In the records below, find the line that contains "target | large rock", then transcribe it and every later line exactly, stopping at the final line.

========

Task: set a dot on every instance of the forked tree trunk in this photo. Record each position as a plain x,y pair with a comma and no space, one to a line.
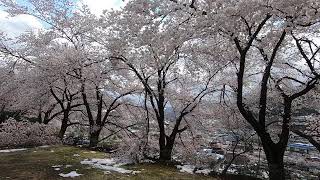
274,155
63,128
94,138
166,151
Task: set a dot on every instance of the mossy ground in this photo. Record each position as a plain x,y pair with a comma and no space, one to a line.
36,164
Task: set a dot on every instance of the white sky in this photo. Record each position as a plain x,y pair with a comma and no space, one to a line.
14,26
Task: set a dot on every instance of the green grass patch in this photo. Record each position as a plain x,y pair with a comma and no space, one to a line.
36,164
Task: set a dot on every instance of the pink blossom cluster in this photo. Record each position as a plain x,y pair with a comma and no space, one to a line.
25,134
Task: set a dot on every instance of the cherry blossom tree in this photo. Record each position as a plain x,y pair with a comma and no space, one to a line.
262,31
155,41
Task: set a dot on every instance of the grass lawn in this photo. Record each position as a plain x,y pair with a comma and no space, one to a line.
36,164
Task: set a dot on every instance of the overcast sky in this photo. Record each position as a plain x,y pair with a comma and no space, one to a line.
14,26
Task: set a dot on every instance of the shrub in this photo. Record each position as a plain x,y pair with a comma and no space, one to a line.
26,134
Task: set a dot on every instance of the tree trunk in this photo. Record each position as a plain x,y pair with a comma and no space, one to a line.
94,138
63,128
275,163
166,151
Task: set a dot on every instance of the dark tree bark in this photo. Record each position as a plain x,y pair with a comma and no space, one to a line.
157,97
310,138
274,150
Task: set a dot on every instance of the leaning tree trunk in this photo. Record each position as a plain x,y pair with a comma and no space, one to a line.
167,148
63,128
274,154
94,138
276,168
166,152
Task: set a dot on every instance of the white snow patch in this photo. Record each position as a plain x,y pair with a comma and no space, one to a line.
44,146
108,165
12,150
148,161
186,168
70,174
265,175
204,171
56,166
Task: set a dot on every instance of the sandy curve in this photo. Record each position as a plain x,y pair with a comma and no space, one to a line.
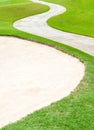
33,76
37,25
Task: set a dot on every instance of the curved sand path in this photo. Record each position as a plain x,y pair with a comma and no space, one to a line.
33,76
37,25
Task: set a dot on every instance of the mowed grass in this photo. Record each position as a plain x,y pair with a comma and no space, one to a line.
14,11
7,2
79,17
75,112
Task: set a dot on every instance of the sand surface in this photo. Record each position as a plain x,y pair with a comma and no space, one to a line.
37,25
33,76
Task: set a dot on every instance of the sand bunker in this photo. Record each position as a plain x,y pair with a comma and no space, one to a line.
33,76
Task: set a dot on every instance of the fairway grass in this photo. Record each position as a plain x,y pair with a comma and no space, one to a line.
79,17
75,112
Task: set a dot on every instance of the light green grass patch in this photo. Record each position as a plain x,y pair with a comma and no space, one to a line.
75,112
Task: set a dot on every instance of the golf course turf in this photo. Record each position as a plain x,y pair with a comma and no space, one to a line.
73,112
79,17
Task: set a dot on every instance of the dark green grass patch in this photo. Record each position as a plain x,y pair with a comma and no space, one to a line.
75,112
79,17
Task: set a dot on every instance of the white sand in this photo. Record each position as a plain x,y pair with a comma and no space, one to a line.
33,76
37,25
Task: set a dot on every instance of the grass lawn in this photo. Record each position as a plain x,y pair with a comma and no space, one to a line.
75,112
79,17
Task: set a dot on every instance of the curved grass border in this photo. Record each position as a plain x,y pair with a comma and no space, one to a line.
73,112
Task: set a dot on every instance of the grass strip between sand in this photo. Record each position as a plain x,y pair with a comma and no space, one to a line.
79,17
73,112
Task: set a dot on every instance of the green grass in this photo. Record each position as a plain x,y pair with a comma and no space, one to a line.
7,2
75,112
79,17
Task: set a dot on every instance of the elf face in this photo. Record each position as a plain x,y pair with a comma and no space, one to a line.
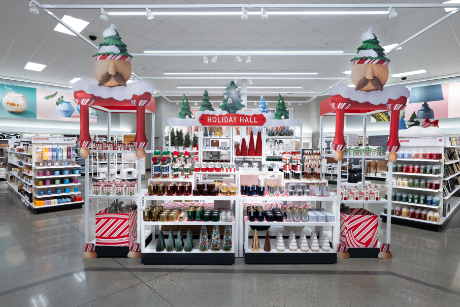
369,77
112,73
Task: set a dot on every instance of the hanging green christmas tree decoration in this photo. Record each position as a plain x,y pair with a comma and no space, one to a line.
188,241
205,105
203,238
170,245
184,109
179,241
232,101
160,242
281,110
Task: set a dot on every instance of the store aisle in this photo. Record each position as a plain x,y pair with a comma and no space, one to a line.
41,265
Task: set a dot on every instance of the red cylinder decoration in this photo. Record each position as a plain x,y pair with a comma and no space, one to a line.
395,106
339,104
84,100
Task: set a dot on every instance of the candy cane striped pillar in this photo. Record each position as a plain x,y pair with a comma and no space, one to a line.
339,104
84,100
140,102
394,106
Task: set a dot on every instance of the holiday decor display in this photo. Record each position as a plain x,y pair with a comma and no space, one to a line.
267,246
205,105
112,69
160,242
232,101
259,144
215,240
244,149
179,242
255,242
281,110
263,105
369,74
251,151
184,109
203,238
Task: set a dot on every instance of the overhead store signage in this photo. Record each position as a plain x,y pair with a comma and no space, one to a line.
232,120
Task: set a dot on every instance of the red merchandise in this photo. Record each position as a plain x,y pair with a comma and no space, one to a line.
251,151
238,153
259,144
244,149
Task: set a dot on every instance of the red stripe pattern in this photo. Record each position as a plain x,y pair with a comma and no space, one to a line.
359,228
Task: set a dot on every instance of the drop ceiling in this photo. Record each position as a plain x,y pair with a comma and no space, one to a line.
28,37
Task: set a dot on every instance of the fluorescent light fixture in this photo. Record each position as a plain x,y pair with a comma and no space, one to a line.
103,15
34,66
149,14
240,73
389,47
77,24
410,73
451,9
243,52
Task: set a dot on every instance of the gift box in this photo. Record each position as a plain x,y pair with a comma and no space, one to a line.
358,228
116,229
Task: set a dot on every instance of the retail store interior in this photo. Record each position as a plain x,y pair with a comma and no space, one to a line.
202,153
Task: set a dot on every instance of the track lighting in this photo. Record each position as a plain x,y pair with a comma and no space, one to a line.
149,13
392,13
103,15
263,14
244,15
33,8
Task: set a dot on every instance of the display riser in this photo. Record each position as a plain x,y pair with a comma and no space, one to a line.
290,258
414,223
365,252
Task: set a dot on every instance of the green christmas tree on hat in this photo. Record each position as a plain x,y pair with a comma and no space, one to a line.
205,104
370,49
232,101
112,46
281,110
184,109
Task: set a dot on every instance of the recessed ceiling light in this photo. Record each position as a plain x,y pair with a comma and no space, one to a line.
410,73
450,9
34,66
77,24
389,47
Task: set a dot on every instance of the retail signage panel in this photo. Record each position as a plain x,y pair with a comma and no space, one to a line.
232,120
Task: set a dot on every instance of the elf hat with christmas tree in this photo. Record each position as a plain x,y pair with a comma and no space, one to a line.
112,48
370,52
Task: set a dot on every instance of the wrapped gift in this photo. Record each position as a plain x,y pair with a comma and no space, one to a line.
116,229
358,228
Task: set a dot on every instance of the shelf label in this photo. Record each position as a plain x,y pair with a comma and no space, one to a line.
232,120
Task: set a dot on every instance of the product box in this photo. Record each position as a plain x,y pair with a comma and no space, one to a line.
359,228
116,229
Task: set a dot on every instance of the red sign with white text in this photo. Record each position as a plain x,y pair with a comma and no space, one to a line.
232,120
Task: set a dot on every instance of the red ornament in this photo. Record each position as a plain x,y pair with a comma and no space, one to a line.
244,149
251,151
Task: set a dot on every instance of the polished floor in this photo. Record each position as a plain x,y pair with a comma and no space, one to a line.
41,265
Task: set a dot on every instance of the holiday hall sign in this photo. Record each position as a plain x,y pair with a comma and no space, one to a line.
232,120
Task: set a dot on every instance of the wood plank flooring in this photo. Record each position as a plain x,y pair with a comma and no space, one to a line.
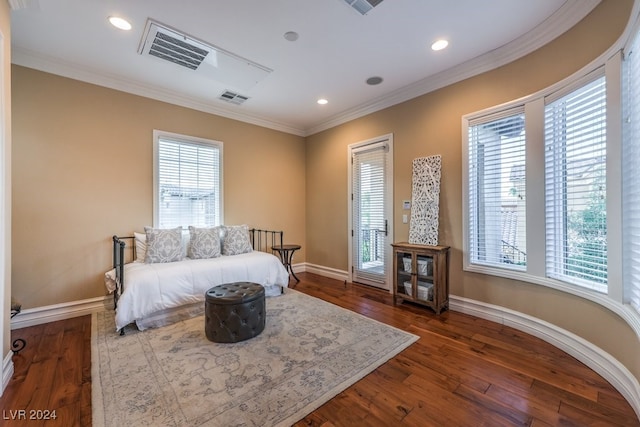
463,371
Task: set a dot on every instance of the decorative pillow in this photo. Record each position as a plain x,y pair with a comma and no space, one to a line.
163,245
205,242
141,246
236,240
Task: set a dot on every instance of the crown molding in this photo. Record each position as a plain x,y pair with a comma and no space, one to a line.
568,15
30,59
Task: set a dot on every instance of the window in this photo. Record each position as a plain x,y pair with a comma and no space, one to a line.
187,181
496,196
575,186
631,178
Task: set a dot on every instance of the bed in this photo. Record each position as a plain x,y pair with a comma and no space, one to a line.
152,292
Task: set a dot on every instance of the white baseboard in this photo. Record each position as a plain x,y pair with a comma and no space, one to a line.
586,352
7,371
324,271
51,313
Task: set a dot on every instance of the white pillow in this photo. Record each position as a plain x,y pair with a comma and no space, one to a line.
204,242
164,245
236,240
141,246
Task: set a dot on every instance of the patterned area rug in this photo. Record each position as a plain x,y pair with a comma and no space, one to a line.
309,351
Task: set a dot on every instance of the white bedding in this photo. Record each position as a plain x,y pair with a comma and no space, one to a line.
150,288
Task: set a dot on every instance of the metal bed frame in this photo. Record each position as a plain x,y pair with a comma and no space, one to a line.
261,240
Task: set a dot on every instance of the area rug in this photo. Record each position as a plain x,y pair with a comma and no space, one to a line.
309,351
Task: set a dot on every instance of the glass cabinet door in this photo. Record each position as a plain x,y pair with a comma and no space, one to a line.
404,273
424,277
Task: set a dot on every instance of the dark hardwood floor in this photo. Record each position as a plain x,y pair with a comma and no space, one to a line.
463,371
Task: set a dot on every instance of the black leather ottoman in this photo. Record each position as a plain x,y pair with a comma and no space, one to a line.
234,312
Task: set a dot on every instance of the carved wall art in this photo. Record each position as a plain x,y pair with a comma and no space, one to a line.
425,200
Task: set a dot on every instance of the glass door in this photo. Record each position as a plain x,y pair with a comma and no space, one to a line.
370,220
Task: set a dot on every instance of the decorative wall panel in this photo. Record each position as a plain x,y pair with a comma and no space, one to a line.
425,200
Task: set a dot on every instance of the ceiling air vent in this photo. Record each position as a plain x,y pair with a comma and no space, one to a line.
363,6
229,69
185,53
233,98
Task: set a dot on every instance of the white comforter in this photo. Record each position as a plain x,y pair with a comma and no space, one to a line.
149,288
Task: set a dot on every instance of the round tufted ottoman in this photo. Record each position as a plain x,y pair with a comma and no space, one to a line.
234,312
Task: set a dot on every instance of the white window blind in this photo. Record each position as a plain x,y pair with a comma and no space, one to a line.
497,197
370,224
575,186
188,182
631,177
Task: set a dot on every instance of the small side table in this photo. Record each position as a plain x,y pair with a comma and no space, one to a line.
286,255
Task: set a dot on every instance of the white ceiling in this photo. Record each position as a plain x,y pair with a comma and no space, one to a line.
338,49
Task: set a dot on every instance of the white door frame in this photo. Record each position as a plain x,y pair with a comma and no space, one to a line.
388,207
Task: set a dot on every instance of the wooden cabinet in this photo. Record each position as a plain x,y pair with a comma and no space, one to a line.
421,275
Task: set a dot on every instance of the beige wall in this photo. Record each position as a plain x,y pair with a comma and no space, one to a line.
82,171
5,180
431,124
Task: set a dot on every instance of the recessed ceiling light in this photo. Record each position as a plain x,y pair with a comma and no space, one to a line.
439,44
120,23
291,36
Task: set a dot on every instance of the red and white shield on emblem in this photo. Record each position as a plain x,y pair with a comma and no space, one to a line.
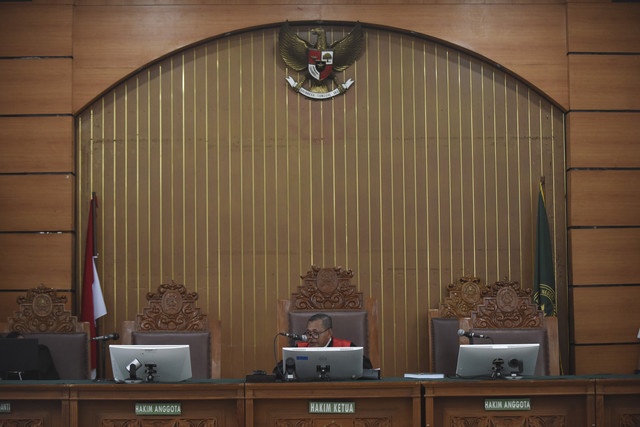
320,63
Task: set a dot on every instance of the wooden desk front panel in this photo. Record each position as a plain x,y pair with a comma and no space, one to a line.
114,404
35,404
618,402
553,402
376,404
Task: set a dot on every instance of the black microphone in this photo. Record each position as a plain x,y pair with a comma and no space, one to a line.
113,336
295,337
463,333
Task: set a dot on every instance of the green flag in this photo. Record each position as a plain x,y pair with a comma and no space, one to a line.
544,284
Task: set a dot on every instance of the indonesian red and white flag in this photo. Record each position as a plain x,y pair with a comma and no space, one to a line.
93,306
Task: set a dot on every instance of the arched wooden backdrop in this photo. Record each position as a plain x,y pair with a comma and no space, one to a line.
212,172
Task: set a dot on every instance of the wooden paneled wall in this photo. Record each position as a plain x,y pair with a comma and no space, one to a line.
603,176
214,173
58,55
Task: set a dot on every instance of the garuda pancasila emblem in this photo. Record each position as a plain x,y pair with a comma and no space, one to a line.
320,61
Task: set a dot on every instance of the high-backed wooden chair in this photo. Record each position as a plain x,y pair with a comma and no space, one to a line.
507,314
172,318
453,313
42,315
330,291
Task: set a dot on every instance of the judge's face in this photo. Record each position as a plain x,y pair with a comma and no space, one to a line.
318,336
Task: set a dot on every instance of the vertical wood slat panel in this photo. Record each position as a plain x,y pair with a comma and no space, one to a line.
609,359
605,140
9,302
19,253
606,314
35,86
36,30
604,82
36,202
604,256
603,197
407,225
603,27
36,144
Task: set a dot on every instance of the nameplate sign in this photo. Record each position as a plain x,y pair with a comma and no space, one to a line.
154,408
521,404
332,407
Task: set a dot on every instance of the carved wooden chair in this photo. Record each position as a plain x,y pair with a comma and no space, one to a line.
509,315
42,316
172,318
329,290
504,311
453,313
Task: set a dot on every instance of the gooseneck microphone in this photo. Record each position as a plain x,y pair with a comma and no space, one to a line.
295,337
463,333
113,336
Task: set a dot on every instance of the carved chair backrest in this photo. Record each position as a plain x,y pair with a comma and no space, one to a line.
171,317
453,313
509,315
330,291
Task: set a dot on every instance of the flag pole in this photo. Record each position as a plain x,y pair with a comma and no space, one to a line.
99,354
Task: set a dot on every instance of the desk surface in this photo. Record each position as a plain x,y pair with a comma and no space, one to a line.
572,400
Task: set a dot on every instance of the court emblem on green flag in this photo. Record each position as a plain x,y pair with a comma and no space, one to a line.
544,284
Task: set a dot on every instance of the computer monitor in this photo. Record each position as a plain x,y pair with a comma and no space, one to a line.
172,363
497,360
18,355
323,363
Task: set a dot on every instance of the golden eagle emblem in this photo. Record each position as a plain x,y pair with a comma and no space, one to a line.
320,61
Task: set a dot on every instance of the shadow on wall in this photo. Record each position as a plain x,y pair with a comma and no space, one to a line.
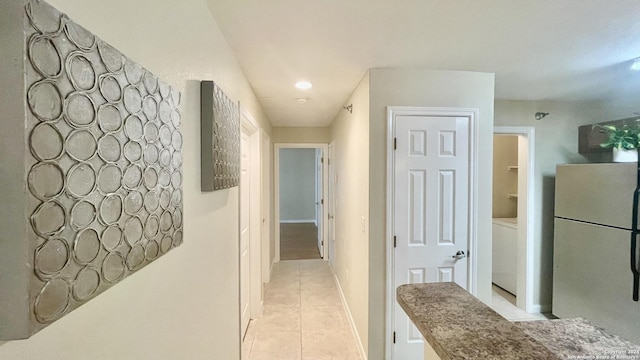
546,247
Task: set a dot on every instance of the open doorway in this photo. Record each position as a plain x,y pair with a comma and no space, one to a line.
512,273
300,204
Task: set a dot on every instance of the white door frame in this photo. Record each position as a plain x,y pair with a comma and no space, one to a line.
276,190
265,198
524,249
250,127
392,112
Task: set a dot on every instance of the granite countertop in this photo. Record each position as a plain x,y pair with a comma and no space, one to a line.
459,326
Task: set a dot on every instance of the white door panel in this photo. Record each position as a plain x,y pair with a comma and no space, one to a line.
431,209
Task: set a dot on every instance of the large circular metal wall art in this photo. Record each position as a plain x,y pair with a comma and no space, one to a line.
102,167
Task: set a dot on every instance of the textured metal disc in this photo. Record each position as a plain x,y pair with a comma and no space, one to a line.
81,72
46,142
81,145
83,214
151,154
113,268
133,203
46,180
132,99
80,110
132,177
133,230
109,148
133,151
48,219
52,256
111,237
86,284
52,301
86,247
45,56
150,107
45,100
81,180
151,201
133,128
110,88
111,57
135,257
111,209
151,227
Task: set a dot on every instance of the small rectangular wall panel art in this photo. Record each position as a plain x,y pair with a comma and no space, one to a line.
103,165
220,135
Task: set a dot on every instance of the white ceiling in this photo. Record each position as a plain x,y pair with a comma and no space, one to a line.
538,49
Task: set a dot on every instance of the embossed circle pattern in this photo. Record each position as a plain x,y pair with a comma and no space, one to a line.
113,268
46,142
81,145
52,256
133,203
45,56
83,214
110,88
111,237
80,110
45,100
86,247
109,148
86,284
133,230
132,151
52,301
81,180
46,180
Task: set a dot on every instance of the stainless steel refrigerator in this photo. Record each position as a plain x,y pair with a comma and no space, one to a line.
595,262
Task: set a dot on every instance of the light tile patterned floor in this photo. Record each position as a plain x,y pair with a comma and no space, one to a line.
303,317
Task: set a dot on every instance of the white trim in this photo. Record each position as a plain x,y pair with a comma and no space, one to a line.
298,221
352,322
251,129
276,188
526,272
472,276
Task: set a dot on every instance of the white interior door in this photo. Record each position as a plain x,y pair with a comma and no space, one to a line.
431,211
245,232
319,201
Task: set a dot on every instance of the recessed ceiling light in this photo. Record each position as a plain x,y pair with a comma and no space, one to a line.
303,85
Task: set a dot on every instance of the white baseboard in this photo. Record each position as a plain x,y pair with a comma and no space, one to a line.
363,355
537,308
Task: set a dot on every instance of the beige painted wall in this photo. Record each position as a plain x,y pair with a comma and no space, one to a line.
185,305
556,142
301,135
350,135
413,87
505,181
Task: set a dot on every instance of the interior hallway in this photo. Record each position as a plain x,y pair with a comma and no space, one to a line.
303,317
299,241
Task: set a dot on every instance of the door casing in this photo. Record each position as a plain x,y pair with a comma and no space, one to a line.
392,112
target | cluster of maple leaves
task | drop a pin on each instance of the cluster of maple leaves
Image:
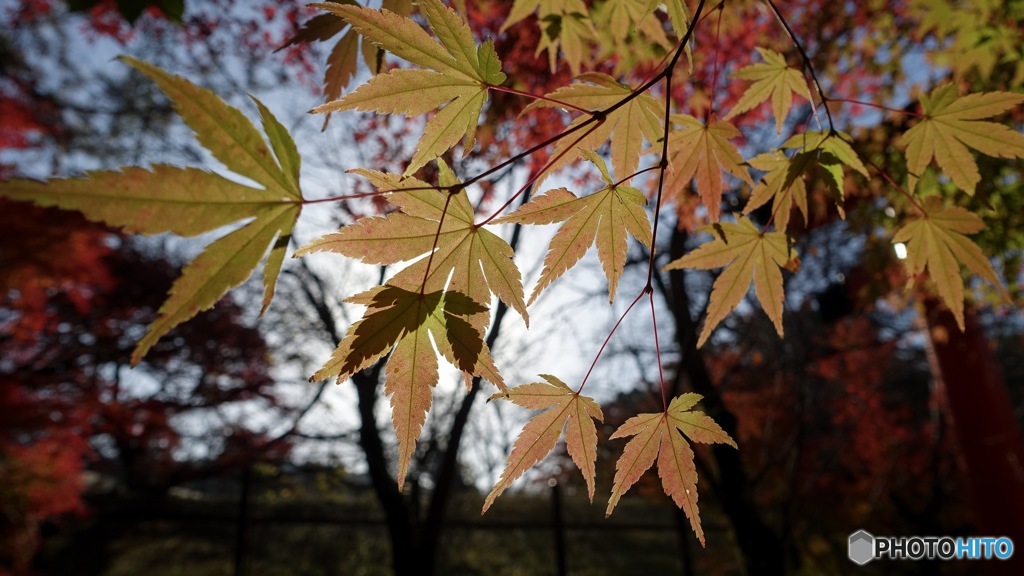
(439, 303)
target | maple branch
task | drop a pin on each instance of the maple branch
(885, 175)
(657, 351)
(345, 197)
(532, 178)
(807, 64)
(635, 174)
(880, 107)
(538, 97)
(608, 338)
(433, 249)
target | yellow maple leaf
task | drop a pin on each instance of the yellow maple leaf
(936, 243)
(410, 325)
(565, 410)
(772, 79)
(457, 78)
(749, 254)
(704, 152)
(627, 126)
(951, 126)
(782, 184)
(189, 201)
(656, 436)
(462, 255)
(604, 218)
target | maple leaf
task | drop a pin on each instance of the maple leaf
(704, 152)
(655, 437)
(772, 79)
(404, 323)
(627, 126)
(781, 184)
(564, 25)
(749, 254)
(951, 126)
(189, 201)
(565, 410)
(936, 242)
(430, 220)
(602, 218)
(457, 78)
(832, 151)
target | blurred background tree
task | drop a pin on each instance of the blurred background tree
(854, 407)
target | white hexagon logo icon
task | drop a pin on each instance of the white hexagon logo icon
(861, 548)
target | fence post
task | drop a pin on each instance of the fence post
(242, 524)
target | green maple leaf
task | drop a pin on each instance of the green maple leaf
(832, 151)
(772, 79)
(477, 260)
(782, 184)
(410, 325)
(656, 436)
(937, 243)
(704, 152)
(749, 254)
(457, 78)
(189, 201)
(627, 126)
(565, 410)
(565, 25)
(603, 218)
(951, 126)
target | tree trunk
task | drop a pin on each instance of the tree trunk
(404, 553)
(761, 547)
(987, 436)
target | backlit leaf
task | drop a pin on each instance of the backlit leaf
(477, 260)
(603, 218)
(404, 323)
(936, 243)
(189, 201)
(627, 127)
(772, 79)
(782, 184)
(951, 126)
(704, 152)
(565, 410)
(750, 255)
(832, 151)
(458, 73)
(656, 437)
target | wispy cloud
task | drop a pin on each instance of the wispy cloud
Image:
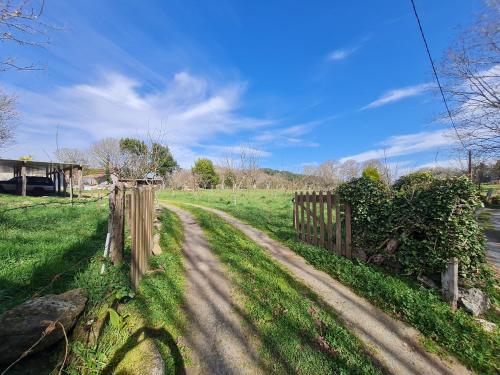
(295, 135)
(342, 53)
(228, 151)
(406, 145)
(399, 94)
(188, 110)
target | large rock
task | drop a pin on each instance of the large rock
(473, 300)
(23, 325)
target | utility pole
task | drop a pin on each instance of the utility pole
(470, 165)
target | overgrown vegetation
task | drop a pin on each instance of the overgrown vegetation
(299, 334)
(401, 297)
(152, 315)
(48, 249)
(431, 220)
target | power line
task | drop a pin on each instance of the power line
(435, 74)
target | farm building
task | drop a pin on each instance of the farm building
(22, 176)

========

### FINAL ANSWER
target | large rock
task | drop a pin on each instance of the large rock
(473, 300)
(23, 325)
target | utility pole
task | drop a pin on each instance of the utility pole
(470, 165)
target | overgrown vegetation
task | drop a pin on each instance of the overgrown vegetation
(299, 334)
(401, 297)
(152, 315)
(48, 249)
(431, 220)
target | power line
task | drop a pin on each instance of the power line
(435, 74)
target | farm building
task | drop a pin on each instance of the farm building
(22, 176)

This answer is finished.